• **Estratto della fonte**

Lidia Terki: Non ho un legame con la storia in sé, ma credo che ogni film sia legato al suo autore in un modo o nell'altro. Paris La Blanche è una storia di amore, umanità e identità. Sono nata in Algeria da padre algerino, ma vivo in Francia da quando ero piccola. Anche se è vero che gran parte della mia famiglia è algerina, la conosco appena e non parlo la lingua. E' molto strano se ci pensi. Non credo che quando si lascia il proprio paese, la propria cultura, i propri genitori o i propri figli si provino sentimenti positivi, anche se lo fai con la speranza di un futuro migliore.

Rekia è un personaggio molto forte che non ha bisogno di parlare per esprimere le proprie emozioni. E’ stato difficile guidare l’attrice verso una performance così sottile?
Tendo a credere che ci sia un linguaggio oltre la parola, qualcosa di sottile e istintivo, che non ha bisogno di discorsi per esprimersi e che può essere compreso da chiunque, indipendentemente dalla cultura. Il cinema è fatto per questo tipo di linguaggio. Attraverso di esso, è possibile concentrarsi su piccoli momenti che trasmettono un'idea, un'impressione o vari gradi di emozione. Il montaggio è il momento in cui è possibile aggiungere poche immagini extra che contengono questo linguaggio, che ha un impatto su di noi senza che ce ne rendiamo conto.

Per me, più è istintiva la recitazione, più è emotivamente espressiva. Ho notato che, molto spesso, ho semplicemente dovuto abbassare un po’ il ritmo. Una volta che il ritmo è impostato – ed è molto strano perché non riesco a spiegare perché quello sia il ritmo giusto per me – tutto avviene naturalmente con la recitazione.

Lei ha esperienza di lavoro in diversi settori della produzione cinematografica. Quando ha deciso di diventare una regista? Aveva considerato altri lavori prima di entrare nel cinema?

• **Consegna 1**
Mostra ogni riga dei record in cui compare la parola "leaves".
L'intervista e i record non hanno alcun legame tra loro.

• **Materiale mostrato**

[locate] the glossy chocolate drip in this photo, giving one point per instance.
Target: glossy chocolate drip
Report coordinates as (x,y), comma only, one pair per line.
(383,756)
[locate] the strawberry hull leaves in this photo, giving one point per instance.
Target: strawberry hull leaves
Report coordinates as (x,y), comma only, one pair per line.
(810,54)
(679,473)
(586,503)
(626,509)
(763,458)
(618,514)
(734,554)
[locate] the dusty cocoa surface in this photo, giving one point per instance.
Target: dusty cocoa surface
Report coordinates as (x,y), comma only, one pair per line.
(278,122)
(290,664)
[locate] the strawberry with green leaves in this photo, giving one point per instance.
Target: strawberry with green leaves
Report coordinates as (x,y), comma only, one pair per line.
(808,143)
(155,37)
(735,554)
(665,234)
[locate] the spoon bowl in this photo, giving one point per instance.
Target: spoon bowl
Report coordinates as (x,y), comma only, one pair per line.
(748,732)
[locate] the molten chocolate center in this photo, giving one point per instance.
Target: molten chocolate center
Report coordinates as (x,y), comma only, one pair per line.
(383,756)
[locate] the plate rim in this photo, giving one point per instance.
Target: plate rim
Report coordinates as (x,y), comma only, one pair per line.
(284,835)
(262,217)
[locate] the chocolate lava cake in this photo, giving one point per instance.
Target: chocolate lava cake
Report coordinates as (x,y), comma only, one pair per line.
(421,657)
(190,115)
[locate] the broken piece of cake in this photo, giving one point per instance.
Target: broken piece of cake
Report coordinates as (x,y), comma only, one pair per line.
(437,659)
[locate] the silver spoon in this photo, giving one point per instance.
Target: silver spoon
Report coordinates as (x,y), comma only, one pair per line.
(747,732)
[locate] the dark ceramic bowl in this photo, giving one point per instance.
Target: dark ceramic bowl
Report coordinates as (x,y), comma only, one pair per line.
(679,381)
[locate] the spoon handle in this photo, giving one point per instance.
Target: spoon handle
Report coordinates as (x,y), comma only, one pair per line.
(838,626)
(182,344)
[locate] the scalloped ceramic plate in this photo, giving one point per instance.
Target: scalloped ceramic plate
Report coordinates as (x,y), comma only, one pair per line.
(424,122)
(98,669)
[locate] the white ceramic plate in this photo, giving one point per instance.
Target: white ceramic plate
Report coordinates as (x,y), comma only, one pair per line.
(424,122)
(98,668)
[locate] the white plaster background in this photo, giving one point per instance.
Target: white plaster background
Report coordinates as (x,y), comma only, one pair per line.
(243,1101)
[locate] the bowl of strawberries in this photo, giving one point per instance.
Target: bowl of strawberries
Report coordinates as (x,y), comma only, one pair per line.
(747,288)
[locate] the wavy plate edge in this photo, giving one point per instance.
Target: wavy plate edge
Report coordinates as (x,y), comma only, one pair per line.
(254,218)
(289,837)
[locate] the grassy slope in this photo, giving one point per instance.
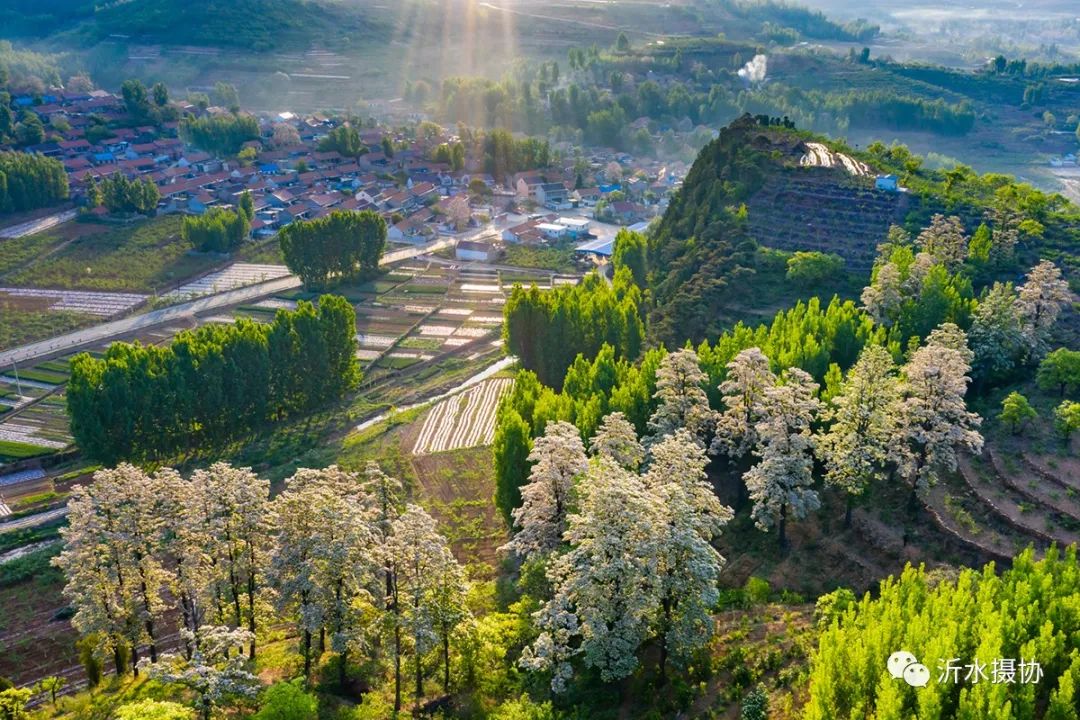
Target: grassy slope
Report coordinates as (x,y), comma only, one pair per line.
(147,256)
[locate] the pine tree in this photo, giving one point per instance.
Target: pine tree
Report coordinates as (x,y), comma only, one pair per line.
(235,501)
(781,483)
(617,439)
(557,457)
(1040,301)
(858,444)
(997,335)
(743,391)
(421,561)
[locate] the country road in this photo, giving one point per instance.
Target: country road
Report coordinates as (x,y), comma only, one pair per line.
(105,331)
(32,520)
(36,226)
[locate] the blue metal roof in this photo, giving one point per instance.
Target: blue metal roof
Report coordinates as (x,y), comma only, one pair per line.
(598,246)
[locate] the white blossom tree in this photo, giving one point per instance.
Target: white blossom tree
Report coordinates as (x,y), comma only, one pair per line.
(557,457)
(422,565)
(113,546)
(744,391)
(780,485)
(1041,299)
(687,566)
(858,445)
(605,586)
(945,240)
(233,501)
(617,439)
(997,334)
(213,673)
(680,396)
(934,420)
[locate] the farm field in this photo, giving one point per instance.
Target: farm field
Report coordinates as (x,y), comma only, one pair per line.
(462,421)
(148,256)
(239,274)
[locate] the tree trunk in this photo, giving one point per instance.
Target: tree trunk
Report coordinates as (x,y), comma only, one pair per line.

• **Consegna 2**
Riscrivi in forma più breve il paragrafo dell'intervista che comincia con «Tendo a credere», conservandone i fatti principali.

• **Risposta attesa 1**
[locate] the strawberry hull leaves in this photo, giving one point per instance.
Target: strawberry hull leaves
[locate] the strawberry with green leaves in this photo, giving one point per instance.
Target: strawberry with green leaves

• **Risposta attesa 2**
Credo che esista un linguaggio oltre la parola, sottile e istintivo, che chiunque può comprendere a prescindere dalla cultura. Il cinema è fatto per questo linguaggio, perché permette di concentrarsi su piccoli momenti che trasmettono un'idea, un'impressione o diversi gradi di emozione. Al montaggio si possono aggiungere poche immagini extra che contengono questo linguaggio e che ci colpiscono senza che ce ne rendiamo conto.